Records from a collection.
= Beginning of Section =

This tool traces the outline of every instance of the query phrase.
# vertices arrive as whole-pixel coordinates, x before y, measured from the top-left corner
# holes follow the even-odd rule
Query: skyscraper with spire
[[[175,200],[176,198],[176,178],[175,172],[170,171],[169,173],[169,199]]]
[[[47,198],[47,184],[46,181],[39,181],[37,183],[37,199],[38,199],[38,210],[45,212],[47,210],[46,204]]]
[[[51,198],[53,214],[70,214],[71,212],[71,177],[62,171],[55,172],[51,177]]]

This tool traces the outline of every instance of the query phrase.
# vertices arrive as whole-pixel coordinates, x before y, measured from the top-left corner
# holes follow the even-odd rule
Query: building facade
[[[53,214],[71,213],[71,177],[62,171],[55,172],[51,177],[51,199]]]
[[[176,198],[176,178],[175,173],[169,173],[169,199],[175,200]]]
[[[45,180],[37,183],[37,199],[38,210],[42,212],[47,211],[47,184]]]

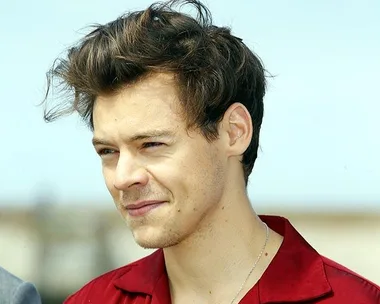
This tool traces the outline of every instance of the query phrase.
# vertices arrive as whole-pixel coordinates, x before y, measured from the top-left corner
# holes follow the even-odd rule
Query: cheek
[[[211,149],[210,149],[211,150]],[[197,172],[194,174],[198,196],[214,204],[220,199],[224,187],[224,166],[218,158],[216,151],[203,154],[197,164]]]
[[[221,198],[224,186],[224,168],[212,149],[198,153],[183,166],[181,174],[186,195],[197,210],[208,209]],[[204,151],[203,153],[199,153]]]
[[[115,189],[115,187],[113,185],[114,184],[114,171],[109,169],[109,168],[103,167],[102,173],[103,173],[104,182],[106,184],[108,191],[110,192],[112,197],[116,198],[118,191],[117,191],[117,189]]]

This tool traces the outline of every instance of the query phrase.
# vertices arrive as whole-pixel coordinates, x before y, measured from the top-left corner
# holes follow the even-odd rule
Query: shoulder
[[[0,282],[0,287],[7,287],[9,289],[20,285],[22,280],[0,267]]]
[[[40,304],[41,298],[36,287],[0,267],[0,300],[14,304]],[[1,302],[1,301],[0,301]]]
[[[339,301],[332,303],[380,303],[378,285],[326,257],[322,257],[322,260],[333,290],[333,298]]]
[[[36,287],[29,282],[22,282],[13,295],[14,304],[40,304],[41,298]]]

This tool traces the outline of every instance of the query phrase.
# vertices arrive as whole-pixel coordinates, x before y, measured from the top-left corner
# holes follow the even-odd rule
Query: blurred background
[[[147,0],[7,1],[0,10],[0,265],[43,303],[142,257],[78,117],[44,123],[45,73],[85,33]],[[380,2],[205,1],[269,79],[249,195],[321,254],[380,284]]]

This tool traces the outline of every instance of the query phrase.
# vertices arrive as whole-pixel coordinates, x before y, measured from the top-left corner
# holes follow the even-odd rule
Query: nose
[[[125,191],[131,187],[143,187],[148,180],[148,172],[135,157],[120,153],[114,179],[114,187],[117,190]]]

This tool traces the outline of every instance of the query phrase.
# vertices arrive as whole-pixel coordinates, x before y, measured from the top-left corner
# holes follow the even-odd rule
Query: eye
[[[163,143],[160,143],[160,142],[146,142],[146,143],[142,144],[142,148],[143,149],[154,148],[154,147],[159,147],[162,145],[163,145]]]
[[[113,154],[113,153],[115,153],[116,151],[113,150],[113,149],[107,149],[107,148],[104,148],[104,149],[100,149],[100,150],[97,151],[97,152],[98,152],[98,154],[99,154],[100,156],[103,156],[103,155]]]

= End of Section =

Instructions for the task. For this exercise, transcribe the data above line by line, exactly, with pictures omitted.

Written reply.
This tool traces the outline of every instance of the query phrase.
# vertices arrive as whole-pixel coordinates, x before y, measured from the top-left corner
# holes follow the even-odd rule
Query: skyscraper with spire
[[[175,200],[176,198],[176,178],[175,172],[170,171],[169,173],[169,199]]]
[[[47,198],[47,184],[46,181],[39,181],[37,183],[37,199],[38,199],[38,210],[45,212],[47,210],[46,204]]]
[[[51,198],[53,214],[70,214],[71,212],[71,177],[62,171],[55,172],[51,177]]]

This tool traces the outline of every instance of the query phrase.
# vertices arrive as whole-pixel coordinates, x before y, measured from the top-left corner
# holes follow the even-odd rule
Query: building facade
[[[53,214],[71,213],[71,177],[62,171],[55,172],[51,177],[51,199]]]
[[[176,198],[176,178],[175,173],[169,173],[169,199],[175,200]]]
[[[45,180],[37,183],[37,199],[38,210],[42,212],[47,211],[47,184]]]

This tool traces the outline of every instance of the query phrase.
# vertices arrive as whole-pixel coordinates, x before y, measured from the top-left corner
# holes follow the even-odd rule
Query: cheek
[[[211,149],[210,149],[211,150]],[[197,172],[194,174],[198,196],[214,204],[220,199],[224,187],[224,166],[218,158],[216,151],[203,154],[197,164]]]
[[[221,198],[224,186],[224,168],[212,149],[198,153],[183,166],[181,174],[186,195],[197,210],[208,209]],[[204,151],[203,153],[199,153]]]
[[[115,189],[115,187],[113,185],[114,184],[114,171],[109,169],[109,168],[103,167],[102,173],[103,173],[104,182],[106,184],[108,191],[110,192],[112,197],[116,198],[118,191],[117,191],[117,189]]]

This tool traces the outline of every instance of the query phrase.
# vertices arrive as whole-pixel coordinates, x before y, measured from the top-left corner
# holes follow the even-odd rule
Query: shoulder
[[[0,282],[0,287],[7,287],[9,289],[20,285],[22,280],[0,267]]]
[[[40,304],[41,298],[36,287],[0,267],[0,300],[14,304]],[[1,302],[1,301],[0,301]]]
[[[339,301],[332,303],[380,303],[378,285],[326,257],[322,257],[322,260],[333,290],[333,298]]]
[[[36,287],[29,282],[22,282],[13,295],[14,304],[40,304],[41,298]]]

This tool traces the outline of every instance of the query phrase.
# vertices arrive as whole-pixel coordinates, x before y, measured from the top-left corner
# holes follow the even-odd rule
Query: blurred background
[[[147,0],[7,1],[0,10],[0,265],[43,303],[142,257],[78,117],[44,123],[45,73],[85,33]],[[380,2],[205,1],[269,79],[249,195],[321,254],[380,284]]]

This tool traces the outline of every instance of the query phrase.
# vertices arrive as whole-pixel coordinates, x before y, measured from the top-left corner
# holes follow the even-odd rule
Query: nose
[[[125,191],[131,187],[143,187],[148,180],[148,172],[135,157],[120,153],[114,179],[114,187],[117,190]]]

This tool traces the outline of every instance of the query phrase.
# vertices arrive as whole-pixel coordinates, x before y, measured from the top-left corner
# holes follow the even-odd rule
Query: eye
[[[163,143],[160,143],[160,142],[146,142],[146,143],[142,144],[142,148],[143,149],[154,148],[154,147],[159,147],[162,145],[163,145]]]
[[[113,154],[113,153],[115,153],[116,151],[113,150],[113,149],[107,149],[107,148],[104,148],[104,149],[100,149],[100,150],[97,151],[97,152],[98,152],[98,154],[99,154],[100,156],[103,156],[103,155]]]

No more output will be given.